_Challenges_
(A) Reproduce the passage of the interview transcript below between "Excellent. So you" and "controlling and so on.", inclusive.
(B) Using the wording of the interview transcript below, list each thing the biggest customer scope is said to want.
* start Extracted text *
So we are having a separate world, which is more or less the platform management that all the power plants are in there. This is the biggest customer scope and they of course want them to have reporting portfolio management, how is the performance ratio of different power plants and alarming and notifications. So you see if the inverter is broken and so on. Okay. And the third one is the one who really wants to produce kilowatt hours and sell that on the energy trading platforms. They want to optimize the system. And when you want to optimize, you have to understand what is my current performance versus my expected performance. And their modeling and loss analysis comes into the gate.


[00:24:13.240] - Torsten

Excellent. So you have an initial capex and with the software you have a recurring revenue business model or how does it work?


[00:24:26.890] - Jürgen

Yeah, the hardware is based on the requirements from the RFP and all that stuff is combiner boxes and all that stuff. So you have that, they purchase it and they own it. And the cloud based services is a monthly fee that goes that starts on €20 per megawatt. That's roughly the price. And for bigger projects, then you optimize that and then you have additional services for controlling and so on.
* end Extracted text *
* start Record list *
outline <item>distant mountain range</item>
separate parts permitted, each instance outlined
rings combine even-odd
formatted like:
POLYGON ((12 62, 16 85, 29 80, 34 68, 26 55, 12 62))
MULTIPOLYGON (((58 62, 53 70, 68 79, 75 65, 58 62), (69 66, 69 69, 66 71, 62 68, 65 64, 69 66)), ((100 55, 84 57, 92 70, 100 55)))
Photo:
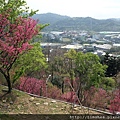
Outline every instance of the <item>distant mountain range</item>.
POLYGON ((45 31, 87 30, 87 31, 120 31, 120 19, 94 19, 91 17, 69 17, 53 13, 35 14, 34 19, 40 23, 49 23, 45 31))

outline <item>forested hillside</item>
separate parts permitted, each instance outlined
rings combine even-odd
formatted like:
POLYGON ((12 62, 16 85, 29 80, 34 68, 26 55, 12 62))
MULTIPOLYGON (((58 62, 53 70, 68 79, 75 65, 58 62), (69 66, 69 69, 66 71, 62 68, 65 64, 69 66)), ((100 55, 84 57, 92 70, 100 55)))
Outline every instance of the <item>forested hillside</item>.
* end Record list *
_Results_
(A)
Excellent. So you have an initial capex and with the software you have a recurring revenue business model or how does it work?


[00:24:26.890] - Jürgen

Yeah, the hardware is based on the requirements from the RFP and all that stuff is combiner boxes and all that stuff. So you have that, they purchase it and they own it. And the cloud based services is a monthly fee that goes that starts on €20 per megawatt. That's roughly the price. And for bigger projects, then you optimize that and then you have additional services for controlling and so on.

(B)
- reporting portfolio management
- how is the performance ratio of different power plants
- alarming and notifications